### Task statement
Return the data below exactly, but only from the line containing "headlight shown above." through the line containing "Kindly mark the innermost point of each instance of the grey", with both of those lines included.

### Data
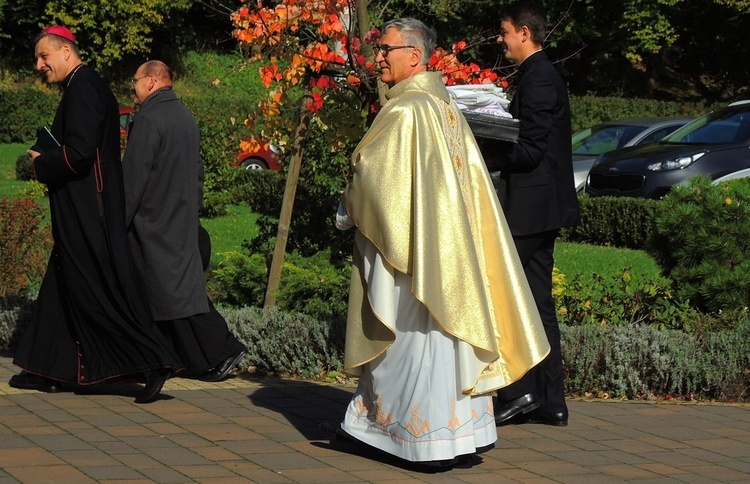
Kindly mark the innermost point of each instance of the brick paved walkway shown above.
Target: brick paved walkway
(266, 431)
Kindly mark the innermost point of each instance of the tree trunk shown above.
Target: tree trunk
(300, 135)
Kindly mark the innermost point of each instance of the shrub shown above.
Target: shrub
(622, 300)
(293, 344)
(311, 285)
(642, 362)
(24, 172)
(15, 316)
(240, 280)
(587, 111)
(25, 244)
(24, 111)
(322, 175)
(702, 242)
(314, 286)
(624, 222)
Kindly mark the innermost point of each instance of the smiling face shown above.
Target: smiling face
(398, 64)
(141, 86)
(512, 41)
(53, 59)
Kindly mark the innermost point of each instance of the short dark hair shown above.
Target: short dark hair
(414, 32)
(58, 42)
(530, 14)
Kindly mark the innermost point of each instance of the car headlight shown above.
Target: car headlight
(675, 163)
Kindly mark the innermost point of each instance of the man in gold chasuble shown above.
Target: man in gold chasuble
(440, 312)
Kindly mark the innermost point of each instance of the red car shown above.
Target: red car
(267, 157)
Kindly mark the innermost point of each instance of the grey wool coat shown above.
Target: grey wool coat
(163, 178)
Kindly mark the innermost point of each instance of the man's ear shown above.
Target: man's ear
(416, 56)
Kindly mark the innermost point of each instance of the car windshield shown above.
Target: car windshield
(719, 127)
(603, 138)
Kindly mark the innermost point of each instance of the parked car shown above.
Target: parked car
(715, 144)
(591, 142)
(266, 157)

### Exercise solution
Kindly mark the innermost point of each instance of the car headlight shown above.
Target: car headlight
(675, 163)
Kindly mark the innermost point of each instance of the man in gold chasuble shown above.
Target: man in gold chasuble
(440, 312)
Kindly mark the innermost point of each instance of the red car shown above.
Target: red car
(267, 157)
Kindly mark the innermost point of each instance of the grey wool coat shown above.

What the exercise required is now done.